--- TASK BRIEF ---
Report each line of the material that contains the word "bowl", with case counting.

--- GIVEN DATA ---
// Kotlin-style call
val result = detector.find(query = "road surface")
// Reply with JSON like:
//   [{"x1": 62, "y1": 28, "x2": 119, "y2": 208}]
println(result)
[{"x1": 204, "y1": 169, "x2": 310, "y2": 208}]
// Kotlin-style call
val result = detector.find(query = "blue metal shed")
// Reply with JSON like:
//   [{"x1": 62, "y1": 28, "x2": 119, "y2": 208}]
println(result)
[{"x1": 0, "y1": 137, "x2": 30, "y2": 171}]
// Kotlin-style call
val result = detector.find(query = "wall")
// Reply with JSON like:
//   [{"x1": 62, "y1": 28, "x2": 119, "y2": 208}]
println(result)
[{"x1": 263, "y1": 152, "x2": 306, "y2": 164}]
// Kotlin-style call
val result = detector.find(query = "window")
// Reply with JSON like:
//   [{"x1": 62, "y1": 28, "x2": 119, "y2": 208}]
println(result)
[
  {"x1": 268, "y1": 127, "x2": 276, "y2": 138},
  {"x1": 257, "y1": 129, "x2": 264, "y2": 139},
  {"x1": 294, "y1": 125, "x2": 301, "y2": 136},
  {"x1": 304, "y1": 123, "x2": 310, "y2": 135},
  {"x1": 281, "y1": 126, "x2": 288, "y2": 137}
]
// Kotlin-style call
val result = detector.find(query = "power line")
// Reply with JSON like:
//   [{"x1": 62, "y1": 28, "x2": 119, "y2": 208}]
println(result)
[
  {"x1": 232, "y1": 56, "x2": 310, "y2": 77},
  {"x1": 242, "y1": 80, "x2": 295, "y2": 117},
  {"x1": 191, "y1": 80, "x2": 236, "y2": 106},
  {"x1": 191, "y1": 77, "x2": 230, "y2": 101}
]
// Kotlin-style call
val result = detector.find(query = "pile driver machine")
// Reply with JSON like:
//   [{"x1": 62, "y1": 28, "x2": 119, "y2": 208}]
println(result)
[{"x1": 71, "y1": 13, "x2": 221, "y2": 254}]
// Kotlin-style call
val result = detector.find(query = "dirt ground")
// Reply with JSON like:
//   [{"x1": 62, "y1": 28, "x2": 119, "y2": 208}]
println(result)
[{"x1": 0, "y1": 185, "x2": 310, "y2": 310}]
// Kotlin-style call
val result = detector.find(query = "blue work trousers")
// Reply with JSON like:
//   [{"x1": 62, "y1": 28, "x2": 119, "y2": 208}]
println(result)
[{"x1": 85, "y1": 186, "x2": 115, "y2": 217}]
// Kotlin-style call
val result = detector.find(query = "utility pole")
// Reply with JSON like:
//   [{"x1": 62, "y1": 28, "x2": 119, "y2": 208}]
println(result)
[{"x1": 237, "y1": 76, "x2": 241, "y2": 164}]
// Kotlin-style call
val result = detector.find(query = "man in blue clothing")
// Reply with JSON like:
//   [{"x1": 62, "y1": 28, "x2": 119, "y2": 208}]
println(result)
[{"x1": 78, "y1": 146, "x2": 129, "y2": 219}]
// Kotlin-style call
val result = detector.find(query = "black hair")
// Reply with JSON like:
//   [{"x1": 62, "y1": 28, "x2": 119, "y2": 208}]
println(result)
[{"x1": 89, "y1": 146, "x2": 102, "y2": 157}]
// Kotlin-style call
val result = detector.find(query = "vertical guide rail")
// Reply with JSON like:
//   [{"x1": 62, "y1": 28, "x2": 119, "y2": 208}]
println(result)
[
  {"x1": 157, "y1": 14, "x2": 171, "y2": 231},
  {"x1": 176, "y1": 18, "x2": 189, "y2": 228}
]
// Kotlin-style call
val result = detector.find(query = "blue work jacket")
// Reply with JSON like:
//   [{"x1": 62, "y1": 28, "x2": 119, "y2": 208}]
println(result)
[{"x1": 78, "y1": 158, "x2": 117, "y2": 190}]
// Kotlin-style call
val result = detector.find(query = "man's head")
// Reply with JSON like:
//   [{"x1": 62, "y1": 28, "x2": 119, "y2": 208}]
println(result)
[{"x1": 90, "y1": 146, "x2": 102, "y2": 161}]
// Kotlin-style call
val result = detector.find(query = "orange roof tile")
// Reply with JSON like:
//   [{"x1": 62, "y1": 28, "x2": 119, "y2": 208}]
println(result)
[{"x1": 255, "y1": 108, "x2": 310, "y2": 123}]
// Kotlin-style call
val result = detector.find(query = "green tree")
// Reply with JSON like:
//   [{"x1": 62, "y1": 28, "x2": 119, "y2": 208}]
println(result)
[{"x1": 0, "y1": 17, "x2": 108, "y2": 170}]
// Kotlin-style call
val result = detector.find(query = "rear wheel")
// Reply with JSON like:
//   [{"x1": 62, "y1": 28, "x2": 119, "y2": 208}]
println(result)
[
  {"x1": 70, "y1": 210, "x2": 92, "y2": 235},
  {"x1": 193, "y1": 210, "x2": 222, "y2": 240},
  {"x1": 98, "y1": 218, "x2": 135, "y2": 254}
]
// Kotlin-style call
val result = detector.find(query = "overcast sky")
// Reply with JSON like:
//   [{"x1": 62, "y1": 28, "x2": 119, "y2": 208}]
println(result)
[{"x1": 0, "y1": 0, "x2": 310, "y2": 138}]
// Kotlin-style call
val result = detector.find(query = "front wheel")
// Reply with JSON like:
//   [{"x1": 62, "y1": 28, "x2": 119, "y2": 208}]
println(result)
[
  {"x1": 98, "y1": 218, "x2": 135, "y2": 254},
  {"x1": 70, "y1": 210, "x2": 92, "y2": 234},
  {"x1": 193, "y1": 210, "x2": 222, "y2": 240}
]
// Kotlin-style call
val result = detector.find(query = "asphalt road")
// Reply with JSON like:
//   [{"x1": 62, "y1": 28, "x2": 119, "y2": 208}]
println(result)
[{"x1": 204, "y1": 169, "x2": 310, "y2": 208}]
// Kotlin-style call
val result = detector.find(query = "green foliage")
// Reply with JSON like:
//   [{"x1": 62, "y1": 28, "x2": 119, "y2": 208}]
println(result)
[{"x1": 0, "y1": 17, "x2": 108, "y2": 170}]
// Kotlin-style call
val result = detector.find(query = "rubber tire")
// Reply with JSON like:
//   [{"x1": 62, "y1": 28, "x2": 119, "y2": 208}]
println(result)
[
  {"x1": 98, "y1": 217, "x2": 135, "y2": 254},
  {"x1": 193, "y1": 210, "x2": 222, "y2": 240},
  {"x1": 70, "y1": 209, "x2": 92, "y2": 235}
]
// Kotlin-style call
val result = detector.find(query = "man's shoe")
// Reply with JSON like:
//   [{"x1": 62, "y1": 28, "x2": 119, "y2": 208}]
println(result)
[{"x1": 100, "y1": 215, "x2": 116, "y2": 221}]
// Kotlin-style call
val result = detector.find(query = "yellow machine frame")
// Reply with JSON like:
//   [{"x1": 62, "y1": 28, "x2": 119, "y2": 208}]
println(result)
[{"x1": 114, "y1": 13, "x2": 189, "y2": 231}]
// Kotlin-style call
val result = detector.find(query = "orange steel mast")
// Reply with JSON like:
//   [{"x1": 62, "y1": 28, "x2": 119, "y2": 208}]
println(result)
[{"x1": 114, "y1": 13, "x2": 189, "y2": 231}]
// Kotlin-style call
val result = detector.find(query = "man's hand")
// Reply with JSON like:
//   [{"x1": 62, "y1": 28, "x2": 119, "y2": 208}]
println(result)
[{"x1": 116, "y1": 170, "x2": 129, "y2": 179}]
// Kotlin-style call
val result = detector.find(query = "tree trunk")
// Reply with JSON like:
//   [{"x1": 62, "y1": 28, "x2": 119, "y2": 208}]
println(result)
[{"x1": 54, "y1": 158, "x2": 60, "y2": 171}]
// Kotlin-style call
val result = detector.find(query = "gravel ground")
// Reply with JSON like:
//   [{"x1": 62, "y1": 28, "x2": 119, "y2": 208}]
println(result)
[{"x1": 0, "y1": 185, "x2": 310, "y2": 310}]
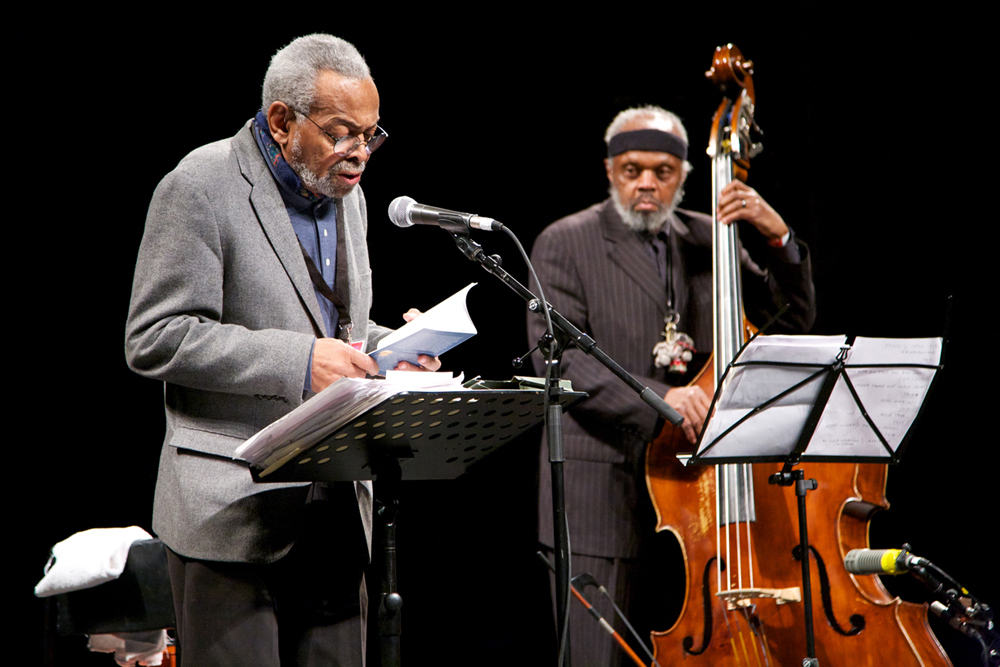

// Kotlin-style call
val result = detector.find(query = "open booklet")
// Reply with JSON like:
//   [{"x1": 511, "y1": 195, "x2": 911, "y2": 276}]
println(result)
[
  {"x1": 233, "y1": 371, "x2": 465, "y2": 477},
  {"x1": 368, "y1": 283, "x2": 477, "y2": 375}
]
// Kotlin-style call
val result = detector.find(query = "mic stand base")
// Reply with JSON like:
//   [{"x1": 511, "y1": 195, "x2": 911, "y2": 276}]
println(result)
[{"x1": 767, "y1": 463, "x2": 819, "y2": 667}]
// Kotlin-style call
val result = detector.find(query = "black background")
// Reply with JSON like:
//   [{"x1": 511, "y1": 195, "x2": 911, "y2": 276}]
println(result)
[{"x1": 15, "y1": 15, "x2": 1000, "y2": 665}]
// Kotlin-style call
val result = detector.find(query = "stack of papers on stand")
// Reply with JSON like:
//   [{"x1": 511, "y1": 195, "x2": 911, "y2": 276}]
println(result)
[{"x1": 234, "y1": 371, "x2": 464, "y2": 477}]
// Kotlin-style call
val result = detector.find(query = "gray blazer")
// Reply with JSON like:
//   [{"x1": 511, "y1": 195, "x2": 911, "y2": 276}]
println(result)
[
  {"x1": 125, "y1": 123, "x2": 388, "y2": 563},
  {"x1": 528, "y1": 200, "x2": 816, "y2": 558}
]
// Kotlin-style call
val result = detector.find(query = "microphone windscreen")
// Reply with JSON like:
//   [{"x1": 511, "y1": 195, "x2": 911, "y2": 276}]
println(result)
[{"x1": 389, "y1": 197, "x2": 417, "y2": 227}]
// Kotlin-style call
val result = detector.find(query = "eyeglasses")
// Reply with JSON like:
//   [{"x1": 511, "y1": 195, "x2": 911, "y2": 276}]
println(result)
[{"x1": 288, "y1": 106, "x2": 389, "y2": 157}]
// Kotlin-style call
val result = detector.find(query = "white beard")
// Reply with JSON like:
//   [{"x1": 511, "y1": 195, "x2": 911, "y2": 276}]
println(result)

--

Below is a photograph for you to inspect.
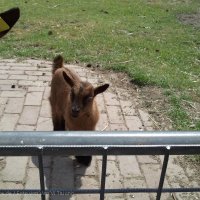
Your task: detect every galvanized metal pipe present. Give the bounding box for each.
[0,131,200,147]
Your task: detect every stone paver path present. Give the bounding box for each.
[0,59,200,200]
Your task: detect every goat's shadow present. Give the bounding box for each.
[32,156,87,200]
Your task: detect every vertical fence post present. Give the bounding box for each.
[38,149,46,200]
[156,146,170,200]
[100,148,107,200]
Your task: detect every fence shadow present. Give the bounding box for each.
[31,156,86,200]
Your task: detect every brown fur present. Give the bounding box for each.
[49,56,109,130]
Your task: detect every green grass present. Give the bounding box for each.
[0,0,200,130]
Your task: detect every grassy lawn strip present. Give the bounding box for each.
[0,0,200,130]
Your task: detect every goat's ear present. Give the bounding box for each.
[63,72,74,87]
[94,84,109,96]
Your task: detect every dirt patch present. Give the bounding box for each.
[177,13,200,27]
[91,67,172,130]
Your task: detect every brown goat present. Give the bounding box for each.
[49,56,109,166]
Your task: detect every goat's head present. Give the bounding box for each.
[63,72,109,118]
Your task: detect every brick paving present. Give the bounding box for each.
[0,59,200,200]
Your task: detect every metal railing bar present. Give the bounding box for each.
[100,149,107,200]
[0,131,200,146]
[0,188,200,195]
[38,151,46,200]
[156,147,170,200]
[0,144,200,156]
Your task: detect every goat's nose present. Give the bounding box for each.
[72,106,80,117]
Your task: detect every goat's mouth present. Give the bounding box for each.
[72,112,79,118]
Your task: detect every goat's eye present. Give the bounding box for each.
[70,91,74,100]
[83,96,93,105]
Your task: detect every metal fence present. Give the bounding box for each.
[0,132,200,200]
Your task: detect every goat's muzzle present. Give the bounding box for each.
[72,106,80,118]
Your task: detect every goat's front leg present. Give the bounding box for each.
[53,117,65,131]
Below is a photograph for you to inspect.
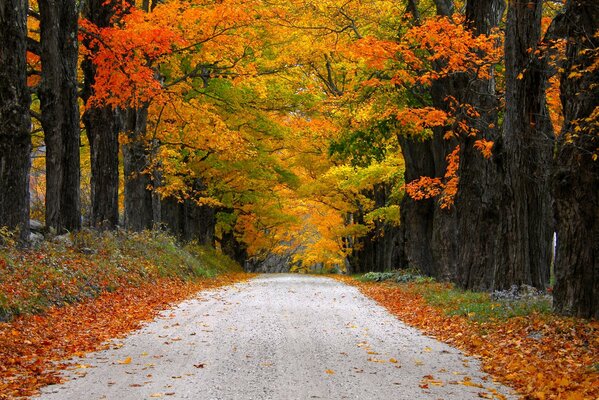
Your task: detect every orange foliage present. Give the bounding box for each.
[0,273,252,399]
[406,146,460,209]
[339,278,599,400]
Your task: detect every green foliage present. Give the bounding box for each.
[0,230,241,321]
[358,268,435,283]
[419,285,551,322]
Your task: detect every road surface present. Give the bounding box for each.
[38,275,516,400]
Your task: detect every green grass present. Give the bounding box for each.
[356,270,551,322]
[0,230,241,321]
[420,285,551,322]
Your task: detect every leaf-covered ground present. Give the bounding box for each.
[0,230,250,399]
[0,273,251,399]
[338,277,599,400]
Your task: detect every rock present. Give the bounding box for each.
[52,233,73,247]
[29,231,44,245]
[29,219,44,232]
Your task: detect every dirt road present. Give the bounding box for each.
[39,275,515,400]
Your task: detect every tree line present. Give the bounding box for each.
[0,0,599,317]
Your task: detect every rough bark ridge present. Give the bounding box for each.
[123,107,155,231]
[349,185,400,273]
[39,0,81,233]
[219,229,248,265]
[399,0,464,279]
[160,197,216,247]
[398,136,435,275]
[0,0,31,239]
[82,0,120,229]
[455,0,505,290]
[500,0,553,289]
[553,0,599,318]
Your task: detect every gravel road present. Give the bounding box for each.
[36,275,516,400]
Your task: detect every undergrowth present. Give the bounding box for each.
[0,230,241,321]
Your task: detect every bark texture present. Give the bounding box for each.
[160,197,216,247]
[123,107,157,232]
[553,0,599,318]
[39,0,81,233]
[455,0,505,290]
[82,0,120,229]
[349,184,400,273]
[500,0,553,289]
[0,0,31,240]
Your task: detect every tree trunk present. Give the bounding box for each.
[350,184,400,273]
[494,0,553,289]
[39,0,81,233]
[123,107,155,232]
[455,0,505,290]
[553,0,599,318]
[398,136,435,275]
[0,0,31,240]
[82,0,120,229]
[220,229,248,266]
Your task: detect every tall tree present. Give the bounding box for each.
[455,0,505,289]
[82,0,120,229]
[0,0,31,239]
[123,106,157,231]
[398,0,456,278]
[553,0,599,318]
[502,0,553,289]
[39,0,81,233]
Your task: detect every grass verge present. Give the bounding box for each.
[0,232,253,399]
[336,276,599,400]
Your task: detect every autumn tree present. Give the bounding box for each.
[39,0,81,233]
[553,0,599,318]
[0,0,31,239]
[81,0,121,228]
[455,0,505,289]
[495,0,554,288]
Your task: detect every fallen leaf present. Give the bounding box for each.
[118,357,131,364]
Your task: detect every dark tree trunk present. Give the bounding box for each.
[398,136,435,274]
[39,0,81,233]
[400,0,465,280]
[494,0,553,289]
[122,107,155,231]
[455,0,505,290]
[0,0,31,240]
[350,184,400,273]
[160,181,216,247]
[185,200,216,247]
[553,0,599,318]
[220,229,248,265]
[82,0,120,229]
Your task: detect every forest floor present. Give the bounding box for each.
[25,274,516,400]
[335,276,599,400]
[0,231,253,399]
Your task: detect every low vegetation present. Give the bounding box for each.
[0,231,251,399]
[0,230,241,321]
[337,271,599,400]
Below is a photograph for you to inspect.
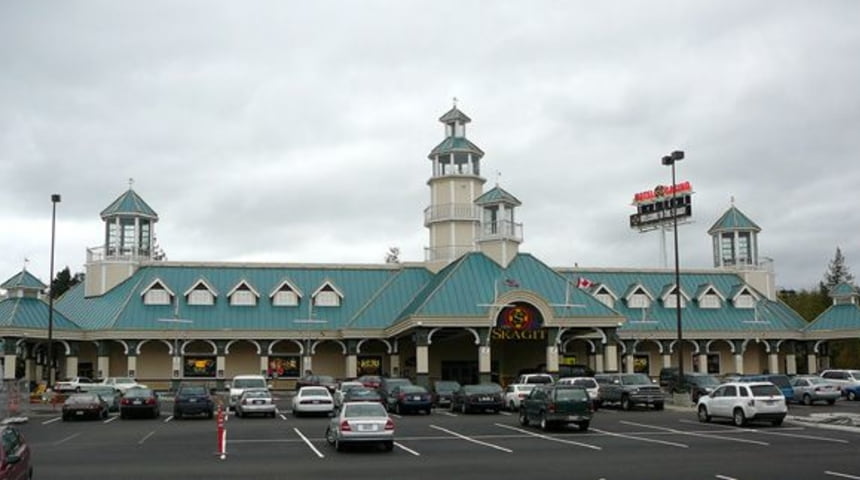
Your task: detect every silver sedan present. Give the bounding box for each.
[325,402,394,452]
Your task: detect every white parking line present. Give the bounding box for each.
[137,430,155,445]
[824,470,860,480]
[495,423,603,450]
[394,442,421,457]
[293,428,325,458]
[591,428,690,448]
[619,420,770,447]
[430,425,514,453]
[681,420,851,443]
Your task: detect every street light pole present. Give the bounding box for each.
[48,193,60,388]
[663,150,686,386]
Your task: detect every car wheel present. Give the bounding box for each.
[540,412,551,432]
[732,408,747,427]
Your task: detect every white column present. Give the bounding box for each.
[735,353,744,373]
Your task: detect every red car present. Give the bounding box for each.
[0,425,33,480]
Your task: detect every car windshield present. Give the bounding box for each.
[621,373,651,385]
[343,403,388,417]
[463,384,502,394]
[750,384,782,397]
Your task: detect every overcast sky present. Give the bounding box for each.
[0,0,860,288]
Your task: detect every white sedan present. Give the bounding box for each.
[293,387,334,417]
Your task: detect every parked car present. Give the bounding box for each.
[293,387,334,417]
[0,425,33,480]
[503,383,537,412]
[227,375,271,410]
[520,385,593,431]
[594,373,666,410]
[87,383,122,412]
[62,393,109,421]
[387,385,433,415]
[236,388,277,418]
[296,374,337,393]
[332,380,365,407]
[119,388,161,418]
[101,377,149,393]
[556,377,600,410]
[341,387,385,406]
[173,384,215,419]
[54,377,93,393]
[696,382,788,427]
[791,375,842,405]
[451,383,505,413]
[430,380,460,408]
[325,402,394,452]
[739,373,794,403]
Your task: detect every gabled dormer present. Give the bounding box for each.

* * *

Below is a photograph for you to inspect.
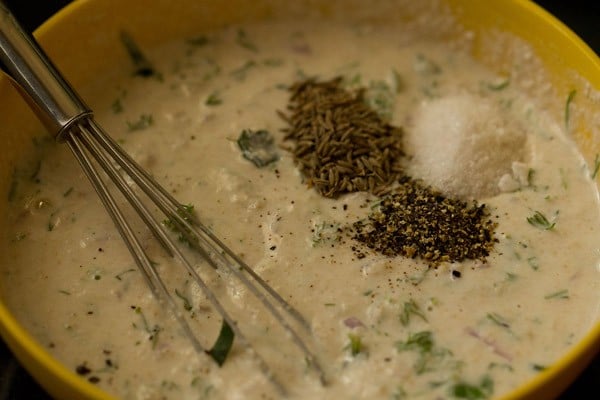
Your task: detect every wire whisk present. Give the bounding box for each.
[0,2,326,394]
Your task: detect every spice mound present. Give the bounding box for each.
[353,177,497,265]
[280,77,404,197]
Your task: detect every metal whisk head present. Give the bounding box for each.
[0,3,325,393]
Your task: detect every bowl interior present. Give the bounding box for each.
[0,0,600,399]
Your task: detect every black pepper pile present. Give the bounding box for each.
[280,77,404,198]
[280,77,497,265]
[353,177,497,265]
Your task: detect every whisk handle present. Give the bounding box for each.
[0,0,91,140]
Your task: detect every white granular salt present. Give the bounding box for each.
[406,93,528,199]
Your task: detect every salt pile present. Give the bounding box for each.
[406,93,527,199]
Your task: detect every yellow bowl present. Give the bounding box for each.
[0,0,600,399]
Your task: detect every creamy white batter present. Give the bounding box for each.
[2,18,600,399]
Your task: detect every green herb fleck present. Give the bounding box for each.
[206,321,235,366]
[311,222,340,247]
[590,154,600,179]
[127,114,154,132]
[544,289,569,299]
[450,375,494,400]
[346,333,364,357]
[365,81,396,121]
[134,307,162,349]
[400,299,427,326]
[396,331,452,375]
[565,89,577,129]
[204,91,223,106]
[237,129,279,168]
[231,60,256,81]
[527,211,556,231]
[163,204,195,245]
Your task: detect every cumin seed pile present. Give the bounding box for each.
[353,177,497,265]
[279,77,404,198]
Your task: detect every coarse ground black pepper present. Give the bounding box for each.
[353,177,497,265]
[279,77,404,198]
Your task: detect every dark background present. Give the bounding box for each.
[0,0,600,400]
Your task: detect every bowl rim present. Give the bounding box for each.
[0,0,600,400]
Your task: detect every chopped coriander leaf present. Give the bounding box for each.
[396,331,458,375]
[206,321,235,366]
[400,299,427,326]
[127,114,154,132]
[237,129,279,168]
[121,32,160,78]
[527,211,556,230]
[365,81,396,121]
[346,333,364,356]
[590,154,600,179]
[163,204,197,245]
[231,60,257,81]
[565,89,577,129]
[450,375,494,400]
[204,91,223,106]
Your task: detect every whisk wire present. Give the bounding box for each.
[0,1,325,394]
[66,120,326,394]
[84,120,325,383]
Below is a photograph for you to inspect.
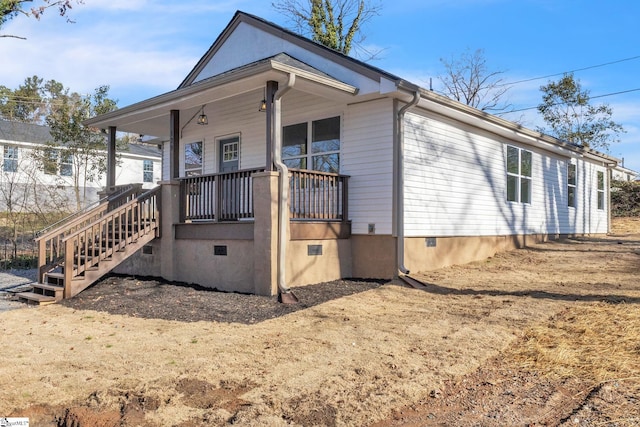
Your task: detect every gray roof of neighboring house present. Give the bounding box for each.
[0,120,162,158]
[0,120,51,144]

--- EXERCISE ANSWER ---
Your task: detect every bowl interior present. Give the bounding box for each.
Your task: detect every yellow bowl present. Give the bounding box for each.
Your task: detect every bowl rim present. Give the bounding box for each.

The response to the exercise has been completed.